--- Start Selected excerpt ---

At all meetings of the Shareholders, a quorum being present, the Trustees shall be elected by the vote of a plurality of the votes cast by Shareholders present in person or by proxy and all other matters shall be decided by majority of the votes cast by Shareholders present in person or by proxy, unless the question is one for which by express provision of the 1940 Act or the Declaration of Trust, a different vote is required, in which case such express provision shall control the decision of such question. There shall be no cumulative voting for Trustees.  At all meetings of Shareholders, unless the voting is conducted by inspectors, all questions relating to the qualification of voters and the validity of proxies and the acceptance or rejection of votes shall be decided by the Chairman of the meeting.

 

Section 8.  Inspectors.  At any election of Trustees, the Board of Trustees prior thereto may, or, if they have not so acted, the chairman of the meeting may appoint one or more inspectors of election who shall first subscribe an oath of affirmation to execute faithfully the duties of inspectors at such election with strict impartiality and according to the best of their ability, and shall after the election make a certificate of the result of the vote taken.

 

Section 9.  Stock Ledger and List of Shareholders.  It shall be the duty of the secretary or assistant secretary of the Trust to cause an original or duplicate share ledger to be maintained at the office of the Trust’s transfer agent.  Such share ledger may be in written form or any other form capable of being converted into written form within a reasonable time for visual inspection.

--- End Selected excerpt ---

> _Actions to take_:
[1] Check these statements against the trust bylaws text: (a) Trustees are chosen by a plurality of the votes cast by Shareholders present in person or by proxy. (b) Shareholders may use cumulative voting when electing Trustees. (c) The share ledger has to be kept in written form only. For each, answer yes or no and quote the words from the text that settle it.
[2] Write the next part of the trust bylaws text, picking up right after its last sentence.

--- Start Record excerpts ---

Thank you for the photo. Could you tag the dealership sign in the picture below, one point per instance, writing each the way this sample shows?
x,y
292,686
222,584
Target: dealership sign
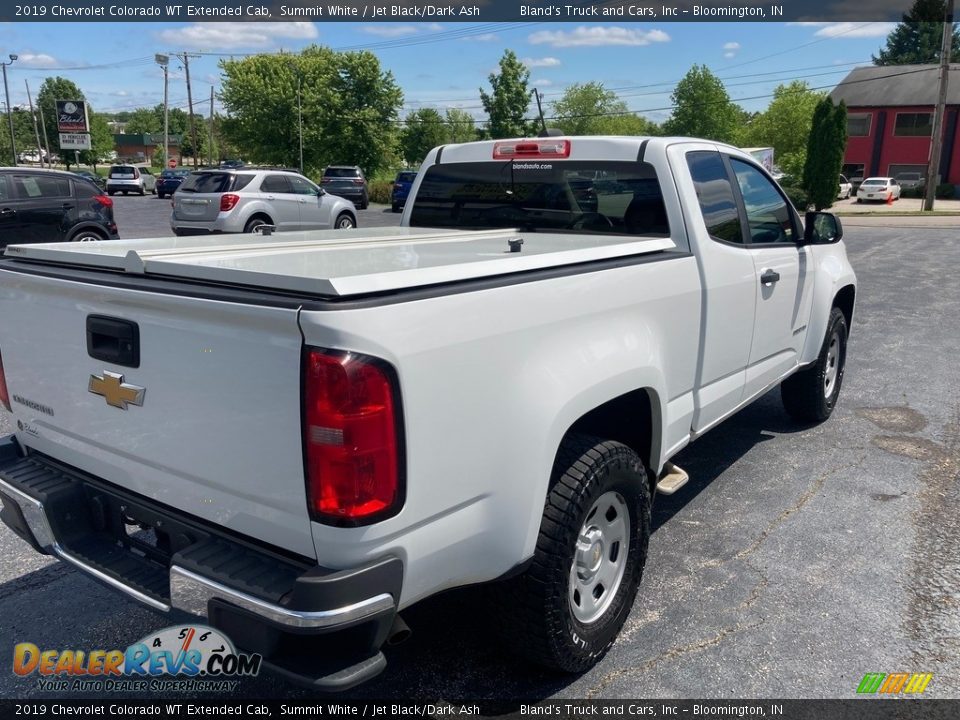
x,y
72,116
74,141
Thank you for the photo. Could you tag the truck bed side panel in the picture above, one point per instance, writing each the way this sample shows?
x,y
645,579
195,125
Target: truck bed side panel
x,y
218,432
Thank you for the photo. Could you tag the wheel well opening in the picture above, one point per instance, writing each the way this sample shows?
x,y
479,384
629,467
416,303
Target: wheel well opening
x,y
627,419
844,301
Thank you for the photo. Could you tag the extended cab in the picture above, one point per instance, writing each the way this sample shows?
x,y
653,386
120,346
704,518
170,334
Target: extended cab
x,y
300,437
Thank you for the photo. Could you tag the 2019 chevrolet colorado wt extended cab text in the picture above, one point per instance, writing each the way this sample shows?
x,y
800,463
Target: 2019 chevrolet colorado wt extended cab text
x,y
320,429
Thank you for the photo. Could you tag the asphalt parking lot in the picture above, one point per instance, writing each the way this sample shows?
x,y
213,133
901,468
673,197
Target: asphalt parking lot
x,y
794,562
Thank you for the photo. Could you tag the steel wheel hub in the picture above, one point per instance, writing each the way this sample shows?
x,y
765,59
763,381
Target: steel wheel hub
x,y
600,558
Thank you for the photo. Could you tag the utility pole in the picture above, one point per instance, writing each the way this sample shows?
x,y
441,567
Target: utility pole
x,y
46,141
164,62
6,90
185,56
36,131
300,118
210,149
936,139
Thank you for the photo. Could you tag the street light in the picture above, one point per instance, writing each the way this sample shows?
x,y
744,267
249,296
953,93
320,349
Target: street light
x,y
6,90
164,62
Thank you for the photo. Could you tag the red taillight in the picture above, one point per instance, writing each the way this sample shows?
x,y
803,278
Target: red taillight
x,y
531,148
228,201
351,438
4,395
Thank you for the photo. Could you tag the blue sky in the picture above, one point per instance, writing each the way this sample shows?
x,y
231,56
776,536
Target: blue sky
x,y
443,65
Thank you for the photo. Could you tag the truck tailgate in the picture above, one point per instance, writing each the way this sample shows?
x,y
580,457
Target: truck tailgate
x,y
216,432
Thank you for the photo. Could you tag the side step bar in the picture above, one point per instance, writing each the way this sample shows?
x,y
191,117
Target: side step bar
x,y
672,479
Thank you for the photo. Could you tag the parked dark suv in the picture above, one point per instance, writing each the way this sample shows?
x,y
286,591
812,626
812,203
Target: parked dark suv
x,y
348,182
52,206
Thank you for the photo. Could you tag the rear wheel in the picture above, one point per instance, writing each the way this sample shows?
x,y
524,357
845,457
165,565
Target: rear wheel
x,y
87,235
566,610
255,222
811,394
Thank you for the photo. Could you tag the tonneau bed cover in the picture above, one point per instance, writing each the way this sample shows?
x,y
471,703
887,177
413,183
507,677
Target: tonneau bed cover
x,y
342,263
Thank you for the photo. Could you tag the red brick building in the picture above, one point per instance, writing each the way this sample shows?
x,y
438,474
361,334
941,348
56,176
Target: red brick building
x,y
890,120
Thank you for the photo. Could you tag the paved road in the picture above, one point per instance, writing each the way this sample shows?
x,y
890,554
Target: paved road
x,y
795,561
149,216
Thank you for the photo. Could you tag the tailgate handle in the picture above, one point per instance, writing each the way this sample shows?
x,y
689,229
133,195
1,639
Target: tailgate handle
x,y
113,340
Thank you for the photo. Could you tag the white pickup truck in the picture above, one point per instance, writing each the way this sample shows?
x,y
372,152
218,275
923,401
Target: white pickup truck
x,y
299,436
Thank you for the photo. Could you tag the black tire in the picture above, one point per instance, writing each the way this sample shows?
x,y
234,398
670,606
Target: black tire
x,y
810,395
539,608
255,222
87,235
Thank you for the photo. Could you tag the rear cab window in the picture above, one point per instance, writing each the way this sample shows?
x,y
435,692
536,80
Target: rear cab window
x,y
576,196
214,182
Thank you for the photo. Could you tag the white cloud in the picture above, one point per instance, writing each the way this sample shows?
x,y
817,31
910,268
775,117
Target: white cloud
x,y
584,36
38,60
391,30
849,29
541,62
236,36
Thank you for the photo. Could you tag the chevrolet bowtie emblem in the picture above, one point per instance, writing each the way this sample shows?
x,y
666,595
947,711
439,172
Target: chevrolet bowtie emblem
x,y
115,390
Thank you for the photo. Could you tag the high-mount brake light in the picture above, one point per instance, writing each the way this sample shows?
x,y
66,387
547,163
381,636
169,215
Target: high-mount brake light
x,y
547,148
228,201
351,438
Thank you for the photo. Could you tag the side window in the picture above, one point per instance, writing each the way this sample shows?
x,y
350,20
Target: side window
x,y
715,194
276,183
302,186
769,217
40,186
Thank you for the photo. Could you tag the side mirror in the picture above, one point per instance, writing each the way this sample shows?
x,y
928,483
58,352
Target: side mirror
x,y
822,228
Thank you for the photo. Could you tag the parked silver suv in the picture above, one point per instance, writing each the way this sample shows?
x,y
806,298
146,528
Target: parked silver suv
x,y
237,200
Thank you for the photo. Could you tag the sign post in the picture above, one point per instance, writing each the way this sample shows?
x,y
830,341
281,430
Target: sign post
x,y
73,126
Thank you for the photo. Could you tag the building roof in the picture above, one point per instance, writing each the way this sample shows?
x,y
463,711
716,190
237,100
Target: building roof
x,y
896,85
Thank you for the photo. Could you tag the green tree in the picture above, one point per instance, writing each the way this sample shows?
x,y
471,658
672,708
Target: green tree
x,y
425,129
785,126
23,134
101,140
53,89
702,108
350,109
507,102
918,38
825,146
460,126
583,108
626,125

--- End Record excerpts ---

> _Exercise answers_:
[1]
(a) Yes: "the Trustees shall be elected by the vote of a plurality of the votes cast by Shareholders present in person or by proxy"
(b) No: "There shall be no cumulative voting for Trustees."
(c) No: "Such share ledger may be in written form or any other form capable of being converted into written form within a reasonable time for visual inspection."

[2]
 

Section 10.  Action Without Meeting.  Any action to be taken by Shareholders may be taken without a meeting if (a) all Shareholders entitled to vote on the matter consent to the action in writing, (b) all Shareholders entitled to notice of the meeting but not entitled to vote at it sign a written waiver of any right to dissent, and (c) the written consents are filed with the records of the meeting of Shareholders.  Such consent shall be treated for all purposes as a vote at a meeting.

4


 

5


 

 

ARTICLE III

 

Trustees

 

Section 1.  Place of Meeting.  Meetings of the Board of Trustees, regular or special, may be held at any place as the Board may from time to time determine.

 

Section 2.  Quorum.  At all meetings of the Board of Trustees, one-third of the Trustees then in office shall constitute a quorum for the transaction of business provided that in no case may a quorum be fewer than two persons (unless there is only one Trustee then in office, in which case such Trustee shall constitute a quorum).  The action of a majority of the Trustees present at any meeting at which a quorum is present shall be the action of the Board of Trustees unless the concurrence of a greater proportion is required for such action by the 1940 Act or the Declaration of Trust.  If a quorum shall not be present at any meeting of Trustees, the Trustees present thereat may by a majority vote adjourn the meeting from time to time without notice other than announcement at the meeting, until a quorum shall be present.

 

Section 3.  Regular Meetings.  Regular meetings of the Board of Trustees may be held without additional notice at such time and place as shall from time to time be determined by the Board of Trustees provided that notice of any change in the time or place of such meetings shall be sent promptly to each Trustee not present at the meeting at which such change was made in the manner provided for notice of special meetings.

 

Section 4.  Special Meetings.  Special meetings of the Board of Trustees may be called by the chairman or president on one day’s notice to each Trustee; special meetings shall be called by the chairman or president or secretary in like manner and on like notice on the written request of two Trustees.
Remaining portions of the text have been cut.